Texte à lire:
E. RENFORCER LA LUTTE CONTRE LA PRÉCARITÉ ALIMENTAIRE ET L'AIDE AUX ASSOCIATIONS

1. Un accompagnement financier des associations de lutte contre la grande pauvreté qui doit s'inscrire dans la durée
a) Un effort financier important en faveur de l'aide alimentaire a été consenti en réponse à la crise

La précarité alimentaire constitue un enjeu central de la politique de lutte contre la grande pauvreté. En moins de 10 ans, le recours à l'aide alimentaire aurait presque doublé en France, passant de 2,8 millions à 5,5 millions de personnes 180 ( * ) .

Les associations entendues par la mission ont relevé deux caractéristiques remarquables des publics concernés par la précarité alimentaire : leur jeunesse (40 % des bénéficiaires des Restos du Coeur sont mineurs) et leur isolement (40 % de ce même public sont des personnes seules, souvent des femmes avec enfants).

La crise a entraîné une forte croissance du recours aux dispositifs d'aide alimentaire , estimée par les acteurs associatifs entendus par la mission entre 25 % (Restos du Coeur) et 40 % (épiceries solidaires), et en tout état de cause du même ordre que celle constatée lors de la crise de 2008.

Plus préoccupant encore, ces acteurs observent depuis le début de la crise l'apparition de nouveaux publics dans les centres de distributions et épiceries solidaires, notamment des jeunes, travailleurs précaires ou autoentrepreneurs. Une enquête menée en 2021 par la Fédération française des banques alimentaires révélait ainsi que près de la moitié des personnes interrogées déclaraient avoir recours à l'aide alimentaire depuis moins d'un an, et un tiers depuis moins de 6 mois.

Nicolas Champion, membre du Bureau national du Secours populaire français, a ainsi pu livrer un témoignage éclairant du déroulement de l'année 2020 du point de vue des associations :

« Pendant le premier confinement, des populations ont été précarisées très vite. Je pense notamment aux personnes vivant de petits boulots ou de missions d'intérim. Depuis la rentrée scolaire, nous sommes touchés de plein fouet par une vague de précarité chez les étudiants. (...) Ces publics qui ont basculé très brutalement dans la précarité se sont très vite trouvés en situation de précarité psychologique. À la suite du premier confinement, ils sont arrivés chez nous complètement désorientés, alors que l'organisation de la distribution alimentaire se faisait dans des conditions dégradées. Nous avons pu reprendre notre travail d'accompagnement et nos permanences d'accueil social. Nous avons innové. »

Face à ce constat, les pouvoirs publics, État et collectivités territoriales, ont su faire preuve d'une réactivité qu'il convient de saluer. En particulier, le lancement d'un plan d'urgence doté de 94 millions d'euros a permis :

- de compenser les surcoûts liés à la crise ;

- de financer des distributions de chèques d'urgence alimentaire ;

- de soutenir les actions des associations visant à maintenir l'accès aux biens essentiels (alimentation, hygiène) des publics précaires, et notamment les personnes sans domicile.

Pour l'année 2021 et les années suivantes, des financements européens conséquents devraient être mobilisés , avec notamment 132 millions d'euros sur 2020-2022 au titre de l'instrument de relance européen React-EU et 647 millions d'euros sur 2021-2027 au titre du Fonds social européen « plus » (FSE +) qui succède au FEAD.

Matériel source:
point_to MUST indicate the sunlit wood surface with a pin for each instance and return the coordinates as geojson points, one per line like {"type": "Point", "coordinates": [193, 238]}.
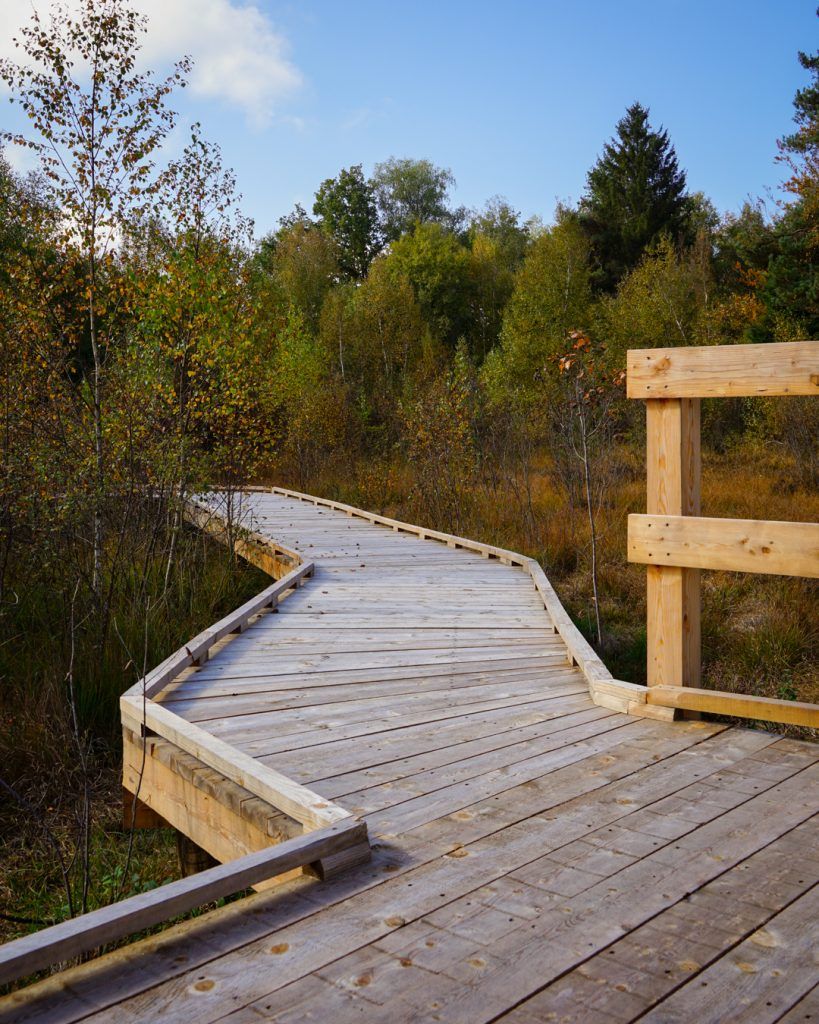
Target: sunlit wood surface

Consignes:
1. Dans le texte sur la précarité alimentaire, de quel montant le plan d'urgence était-il doté ?
2. Reprenez le texte sur la précarité alimentaire et poursuivez-le après sa dernière phrase.
Le matériel n'entre pas en jeu ici.

Réponses par consigne:
1. 94 millions d'euros.

2.
b) Le soutien de l'État doit cependant s'inscrire dans la durée

En dépit des efforts financiers importants consentis par l'État en 2020, le caractère durable de l'impact de la crise sur la grande pauvreté impose de poursuivre le soutien aux associations.

Pour les années 2021 et 2022, le Gouvernement a mis en place, dans le cadre du plan de relance , un fonds de soutien aux associations de lutte contre la pauvreté , concernant principalement mais pas exclusivement les associations d'aide alimentaire, doté d'une enveloppe de 100 millions d'euros sur deux ans, et visant à financer des projets structurants de développement et de modernisation de ces structures. Le premier appel à projets, lancé fin 2020 et doté de 50 millions d'euros a rencontré un tel succès que le Gouvernement a finalement décidé de débloquer l'intégralité de l'enveloppe et d'annuler le second appel à projets initialement prévu courant 2021. Ce succès témoigne avant tout de l'importance des besoins des associations, raison pour laquelle les principales têtes de réseaux nationaux 181 ( * ) , qui comptaient sur le second appel à projets, ont adressé un courrier au Premier ministre réclamant le déblocage d'une nouvelle enveloppe de 100 millions d'euros.

Le rapporteur considère en effet que si les moyens supplémentaires issus du plan de relance sont bienvenus, ces derniers présentent un caractère très ponctuel, alors que les projets des associations qu'ils financent sont structurels.

Il convient donc de donner une meilleure visibilité aux associations sur la pérennité du soutien de l'État à moyen/long terme aux projets de modernisation des structures.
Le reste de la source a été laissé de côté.